§ **Source document**:
• • • •

Yttrium oxide, also known as yttria, is Y_{2}O_{3}. It is an air-stable, white solid substance.

The thermal conductivity of yttrium oxide is 27 W/(m·K).

==Applications==
===Phosphors===
Yttrium oxide is widely used to make Eu:YVO_{4} and Eu:Y_{2}O_{3} phosphors that give the red color in color TV picture tubes.

===Yttria lasers===
Y_{2}O_{3} is a prospective solid-state laser material. In particular, lasers with ytterbium as dopant allow the efficient operation both in continuous operation and in pulsed regimes. At high concentration of excitations (of order of 1%) and poor cooling, the quenching of emission at laser frequency and avalanche broadband emission takes place. (Yttria-based lasers are not to be confused with YAG lasers using yttrium aluminium garnet, a widely used crystal host for rare earth laser dopants).

===Gas lighting===
The original use of the mineral yttria and the purpose of its extraction from mineral sources was as part of the process of making gas mantles and other products for turning the flames of artificially-produced gases (initially hydrogen, later coal gas, paraffin, or other products) into human-visible light. This use is almost obsolete - thorium and cerium oxides are larger components of such products these days.

• • • •

§ **Task list**:
[1] According to the yttrium oxide passage, what is the thermal conductivity of yttrium oxide?
[2] From the yttrium oxide passage, set down the part that opens with the words containing "The thermal conductivity" and closes with "TV picture tubes.".

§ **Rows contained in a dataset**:
• • • •

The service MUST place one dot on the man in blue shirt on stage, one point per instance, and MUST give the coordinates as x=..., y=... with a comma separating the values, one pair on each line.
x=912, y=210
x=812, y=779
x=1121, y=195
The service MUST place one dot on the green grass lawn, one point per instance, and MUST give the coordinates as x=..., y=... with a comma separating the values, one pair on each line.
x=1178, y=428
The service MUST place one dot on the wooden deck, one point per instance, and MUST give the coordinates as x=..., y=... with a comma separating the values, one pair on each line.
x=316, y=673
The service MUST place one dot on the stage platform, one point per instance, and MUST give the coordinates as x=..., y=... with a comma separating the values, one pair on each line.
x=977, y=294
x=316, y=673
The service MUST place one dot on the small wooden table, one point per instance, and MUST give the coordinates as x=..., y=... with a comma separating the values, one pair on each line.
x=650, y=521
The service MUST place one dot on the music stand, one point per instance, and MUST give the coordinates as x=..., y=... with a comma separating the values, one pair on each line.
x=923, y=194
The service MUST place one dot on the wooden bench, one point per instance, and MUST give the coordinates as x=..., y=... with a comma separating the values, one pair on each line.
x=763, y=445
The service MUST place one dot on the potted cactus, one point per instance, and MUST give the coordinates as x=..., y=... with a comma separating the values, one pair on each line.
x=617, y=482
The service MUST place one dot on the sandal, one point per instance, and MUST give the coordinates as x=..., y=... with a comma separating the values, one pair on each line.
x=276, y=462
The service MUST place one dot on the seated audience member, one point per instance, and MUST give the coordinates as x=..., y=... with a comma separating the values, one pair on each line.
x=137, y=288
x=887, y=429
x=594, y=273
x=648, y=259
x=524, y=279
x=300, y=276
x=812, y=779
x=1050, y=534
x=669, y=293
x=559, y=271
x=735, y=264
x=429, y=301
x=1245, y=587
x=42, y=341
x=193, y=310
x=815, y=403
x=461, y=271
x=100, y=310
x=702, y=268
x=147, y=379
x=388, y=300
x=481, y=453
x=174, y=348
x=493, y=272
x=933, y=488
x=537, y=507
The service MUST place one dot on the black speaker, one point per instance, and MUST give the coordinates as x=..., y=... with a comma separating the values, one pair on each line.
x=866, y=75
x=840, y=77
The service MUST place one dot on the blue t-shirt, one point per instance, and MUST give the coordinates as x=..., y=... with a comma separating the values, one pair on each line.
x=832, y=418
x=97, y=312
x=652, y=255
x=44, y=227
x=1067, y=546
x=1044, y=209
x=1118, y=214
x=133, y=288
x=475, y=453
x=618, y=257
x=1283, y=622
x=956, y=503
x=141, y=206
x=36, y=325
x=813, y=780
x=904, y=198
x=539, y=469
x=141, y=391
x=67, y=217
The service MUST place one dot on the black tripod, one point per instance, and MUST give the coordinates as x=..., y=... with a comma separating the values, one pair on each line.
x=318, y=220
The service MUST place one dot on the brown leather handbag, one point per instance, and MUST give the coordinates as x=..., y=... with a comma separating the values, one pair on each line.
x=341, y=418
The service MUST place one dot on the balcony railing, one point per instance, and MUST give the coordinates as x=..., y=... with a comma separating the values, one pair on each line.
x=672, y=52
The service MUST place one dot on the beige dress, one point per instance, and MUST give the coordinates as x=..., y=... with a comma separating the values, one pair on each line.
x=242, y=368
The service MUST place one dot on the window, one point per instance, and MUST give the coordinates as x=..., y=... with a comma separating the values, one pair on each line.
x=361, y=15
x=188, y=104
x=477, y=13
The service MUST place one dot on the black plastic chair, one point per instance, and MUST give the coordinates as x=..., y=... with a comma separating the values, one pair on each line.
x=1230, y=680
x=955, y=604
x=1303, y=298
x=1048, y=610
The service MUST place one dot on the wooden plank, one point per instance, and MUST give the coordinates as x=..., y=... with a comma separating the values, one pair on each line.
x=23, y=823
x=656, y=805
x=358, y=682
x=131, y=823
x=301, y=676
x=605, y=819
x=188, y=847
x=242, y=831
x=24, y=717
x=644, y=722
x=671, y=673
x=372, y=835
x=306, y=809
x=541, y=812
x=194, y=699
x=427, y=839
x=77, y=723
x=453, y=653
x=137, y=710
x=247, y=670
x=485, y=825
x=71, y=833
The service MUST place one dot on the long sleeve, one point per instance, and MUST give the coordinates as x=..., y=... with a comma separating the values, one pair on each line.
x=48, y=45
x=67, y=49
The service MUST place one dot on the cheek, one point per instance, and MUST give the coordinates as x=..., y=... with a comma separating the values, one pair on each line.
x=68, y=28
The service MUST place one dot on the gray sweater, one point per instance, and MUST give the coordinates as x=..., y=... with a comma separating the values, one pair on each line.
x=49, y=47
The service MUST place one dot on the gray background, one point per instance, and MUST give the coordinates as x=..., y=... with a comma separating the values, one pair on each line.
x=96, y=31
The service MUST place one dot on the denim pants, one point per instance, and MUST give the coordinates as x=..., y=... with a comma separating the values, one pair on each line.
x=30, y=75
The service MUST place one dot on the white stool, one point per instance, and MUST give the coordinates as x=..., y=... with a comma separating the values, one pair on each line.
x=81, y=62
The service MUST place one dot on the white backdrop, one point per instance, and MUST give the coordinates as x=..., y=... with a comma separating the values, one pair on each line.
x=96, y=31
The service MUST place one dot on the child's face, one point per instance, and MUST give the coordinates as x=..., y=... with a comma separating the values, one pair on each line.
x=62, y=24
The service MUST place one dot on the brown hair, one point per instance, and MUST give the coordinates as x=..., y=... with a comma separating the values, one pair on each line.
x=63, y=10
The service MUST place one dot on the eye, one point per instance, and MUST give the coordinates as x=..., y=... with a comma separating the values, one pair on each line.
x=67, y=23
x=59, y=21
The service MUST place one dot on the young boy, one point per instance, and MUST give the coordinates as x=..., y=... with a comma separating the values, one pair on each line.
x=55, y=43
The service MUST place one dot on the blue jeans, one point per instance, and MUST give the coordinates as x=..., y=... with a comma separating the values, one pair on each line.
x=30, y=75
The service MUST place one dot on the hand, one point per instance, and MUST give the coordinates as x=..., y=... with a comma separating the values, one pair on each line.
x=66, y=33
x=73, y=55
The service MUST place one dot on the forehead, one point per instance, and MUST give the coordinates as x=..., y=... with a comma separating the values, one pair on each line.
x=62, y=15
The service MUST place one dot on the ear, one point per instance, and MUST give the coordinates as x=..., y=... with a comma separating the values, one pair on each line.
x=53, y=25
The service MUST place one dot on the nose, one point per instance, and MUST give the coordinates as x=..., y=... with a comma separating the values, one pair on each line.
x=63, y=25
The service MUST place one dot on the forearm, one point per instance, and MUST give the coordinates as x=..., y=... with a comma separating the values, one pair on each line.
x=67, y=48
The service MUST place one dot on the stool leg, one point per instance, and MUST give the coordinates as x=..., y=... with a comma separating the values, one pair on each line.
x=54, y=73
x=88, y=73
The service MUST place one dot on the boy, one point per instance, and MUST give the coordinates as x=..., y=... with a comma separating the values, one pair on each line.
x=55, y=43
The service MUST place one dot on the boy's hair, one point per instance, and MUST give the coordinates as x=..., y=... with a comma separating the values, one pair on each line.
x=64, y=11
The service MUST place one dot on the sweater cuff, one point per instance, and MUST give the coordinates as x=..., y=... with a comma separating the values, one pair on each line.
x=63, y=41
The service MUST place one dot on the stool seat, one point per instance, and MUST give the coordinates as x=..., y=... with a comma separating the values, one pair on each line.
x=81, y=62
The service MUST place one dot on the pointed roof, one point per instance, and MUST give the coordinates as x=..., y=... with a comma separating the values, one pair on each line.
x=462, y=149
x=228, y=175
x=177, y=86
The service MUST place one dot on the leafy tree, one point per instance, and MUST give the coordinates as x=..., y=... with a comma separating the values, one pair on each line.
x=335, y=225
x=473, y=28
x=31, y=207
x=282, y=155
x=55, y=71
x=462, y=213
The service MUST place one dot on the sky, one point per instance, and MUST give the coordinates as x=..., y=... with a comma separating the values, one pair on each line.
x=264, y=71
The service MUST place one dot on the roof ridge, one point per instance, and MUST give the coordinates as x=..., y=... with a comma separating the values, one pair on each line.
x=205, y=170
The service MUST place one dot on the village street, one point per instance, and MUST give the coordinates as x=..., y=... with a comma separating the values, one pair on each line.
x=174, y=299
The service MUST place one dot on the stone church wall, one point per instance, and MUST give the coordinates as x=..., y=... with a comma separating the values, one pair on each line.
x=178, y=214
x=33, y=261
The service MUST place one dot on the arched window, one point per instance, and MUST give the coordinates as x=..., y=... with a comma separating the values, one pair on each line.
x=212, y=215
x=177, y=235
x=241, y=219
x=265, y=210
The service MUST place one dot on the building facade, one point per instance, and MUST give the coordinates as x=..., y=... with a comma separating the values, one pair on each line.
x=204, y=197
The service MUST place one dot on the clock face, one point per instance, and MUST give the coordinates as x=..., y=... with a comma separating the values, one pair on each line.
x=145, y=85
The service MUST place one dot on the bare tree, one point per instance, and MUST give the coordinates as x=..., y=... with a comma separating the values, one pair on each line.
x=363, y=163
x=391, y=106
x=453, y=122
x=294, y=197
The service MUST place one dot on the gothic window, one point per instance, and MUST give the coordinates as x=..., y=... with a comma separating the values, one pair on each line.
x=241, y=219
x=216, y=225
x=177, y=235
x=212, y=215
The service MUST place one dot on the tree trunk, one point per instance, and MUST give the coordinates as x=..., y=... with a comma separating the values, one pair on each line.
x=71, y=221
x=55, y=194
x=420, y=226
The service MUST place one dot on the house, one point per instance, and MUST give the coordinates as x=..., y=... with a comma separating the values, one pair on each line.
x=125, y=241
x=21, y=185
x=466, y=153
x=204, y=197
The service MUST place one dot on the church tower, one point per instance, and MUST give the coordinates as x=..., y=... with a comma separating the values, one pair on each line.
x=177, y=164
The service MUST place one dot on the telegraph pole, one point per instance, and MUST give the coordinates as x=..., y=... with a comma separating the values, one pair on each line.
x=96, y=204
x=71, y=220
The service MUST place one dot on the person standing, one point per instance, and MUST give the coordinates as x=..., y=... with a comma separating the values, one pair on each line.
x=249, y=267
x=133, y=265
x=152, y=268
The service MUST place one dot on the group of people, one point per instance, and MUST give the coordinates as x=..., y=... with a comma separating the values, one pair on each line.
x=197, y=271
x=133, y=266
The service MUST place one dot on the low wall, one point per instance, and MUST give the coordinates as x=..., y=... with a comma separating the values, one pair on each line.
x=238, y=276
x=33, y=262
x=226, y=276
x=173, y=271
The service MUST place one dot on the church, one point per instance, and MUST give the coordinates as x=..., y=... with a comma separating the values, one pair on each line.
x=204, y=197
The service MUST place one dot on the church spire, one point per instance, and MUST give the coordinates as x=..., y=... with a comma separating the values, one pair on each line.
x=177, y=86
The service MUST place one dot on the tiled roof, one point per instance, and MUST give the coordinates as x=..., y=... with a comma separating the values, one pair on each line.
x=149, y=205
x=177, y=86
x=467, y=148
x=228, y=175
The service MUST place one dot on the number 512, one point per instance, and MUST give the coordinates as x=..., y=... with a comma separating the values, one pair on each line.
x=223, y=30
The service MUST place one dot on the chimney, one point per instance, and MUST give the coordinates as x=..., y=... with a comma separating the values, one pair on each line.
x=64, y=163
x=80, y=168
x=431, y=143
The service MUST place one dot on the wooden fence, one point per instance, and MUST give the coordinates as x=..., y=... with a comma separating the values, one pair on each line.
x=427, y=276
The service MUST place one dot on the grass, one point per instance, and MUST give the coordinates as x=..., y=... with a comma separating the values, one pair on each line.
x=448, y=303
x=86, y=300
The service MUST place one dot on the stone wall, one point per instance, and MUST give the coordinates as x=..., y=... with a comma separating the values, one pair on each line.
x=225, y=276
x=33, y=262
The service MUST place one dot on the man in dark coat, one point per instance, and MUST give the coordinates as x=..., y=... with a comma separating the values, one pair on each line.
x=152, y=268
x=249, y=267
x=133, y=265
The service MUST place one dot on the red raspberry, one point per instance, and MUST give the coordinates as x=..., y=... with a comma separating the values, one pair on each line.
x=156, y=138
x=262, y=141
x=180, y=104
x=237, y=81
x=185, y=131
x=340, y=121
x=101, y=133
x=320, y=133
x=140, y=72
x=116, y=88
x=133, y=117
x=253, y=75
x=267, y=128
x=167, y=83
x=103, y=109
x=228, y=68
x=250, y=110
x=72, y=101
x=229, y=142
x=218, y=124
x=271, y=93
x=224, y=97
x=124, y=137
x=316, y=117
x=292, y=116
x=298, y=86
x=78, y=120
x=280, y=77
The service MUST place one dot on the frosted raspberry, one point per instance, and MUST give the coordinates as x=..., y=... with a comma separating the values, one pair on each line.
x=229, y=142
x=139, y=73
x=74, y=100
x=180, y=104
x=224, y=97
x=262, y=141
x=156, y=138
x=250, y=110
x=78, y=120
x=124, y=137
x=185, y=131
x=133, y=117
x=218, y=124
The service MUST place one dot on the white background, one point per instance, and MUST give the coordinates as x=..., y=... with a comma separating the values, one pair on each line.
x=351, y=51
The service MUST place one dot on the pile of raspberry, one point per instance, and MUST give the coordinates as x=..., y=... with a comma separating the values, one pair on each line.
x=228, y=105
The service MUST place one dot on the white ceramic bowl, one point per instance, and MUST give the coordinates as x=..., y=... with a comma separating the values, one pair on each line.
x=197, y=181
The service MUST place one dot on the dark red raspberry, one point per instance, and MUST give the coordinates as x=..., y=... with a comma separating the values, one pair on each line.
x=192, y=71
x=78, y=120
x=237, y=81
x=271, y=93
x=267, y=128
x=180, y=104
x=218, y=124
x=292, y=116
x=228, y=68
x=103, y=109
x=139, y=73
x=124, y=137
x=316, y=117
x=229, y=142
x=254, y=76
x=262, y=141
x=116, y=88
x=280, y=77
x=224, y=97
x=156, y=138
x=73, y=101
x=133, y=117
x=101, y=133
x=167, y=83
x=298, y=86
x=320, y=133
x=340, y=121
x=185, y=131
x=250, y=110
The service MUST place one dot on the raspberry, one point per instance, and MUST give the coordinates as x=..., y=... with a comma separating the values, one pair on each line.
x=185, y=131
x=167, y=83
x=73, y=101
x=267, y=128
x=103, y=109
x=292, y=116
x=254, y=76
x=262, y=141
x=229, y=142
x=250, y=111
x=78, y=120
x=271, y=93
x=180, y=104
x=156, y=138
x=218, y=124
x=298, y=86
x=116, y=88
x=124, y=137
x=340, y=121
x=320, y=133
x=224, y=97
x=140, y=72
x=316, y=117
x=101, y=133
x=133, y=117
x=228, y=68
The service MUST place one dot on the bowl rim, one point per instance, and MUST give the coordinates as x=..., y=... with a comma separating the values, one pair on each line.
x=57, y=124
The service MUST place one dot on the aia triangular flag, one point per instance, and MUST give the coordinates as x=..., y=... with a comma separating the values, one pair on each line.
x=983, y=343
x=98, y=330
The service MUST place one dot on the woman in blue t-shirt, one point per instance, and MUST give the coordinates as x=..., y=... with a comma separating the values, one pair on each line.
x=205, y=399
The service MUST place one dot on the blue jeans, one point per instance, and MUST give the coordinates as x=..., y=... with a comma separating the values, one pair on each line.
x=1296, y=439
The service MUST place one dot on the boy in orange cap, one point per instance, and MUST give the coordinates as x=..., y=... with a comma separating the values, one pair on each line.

• • • •

§ **Solutions**:
[1] 27 W/(m·K)

[2]
The thermal conductivity of yttrium oxide is 27 W/(m·K).

==Applications==
===Phosphors===
Yttrium oxide is widely used to make Eu:YVO_{4} and Eu:Y_{2}O_{3} phosphors that give the red color in color TV picture tubes.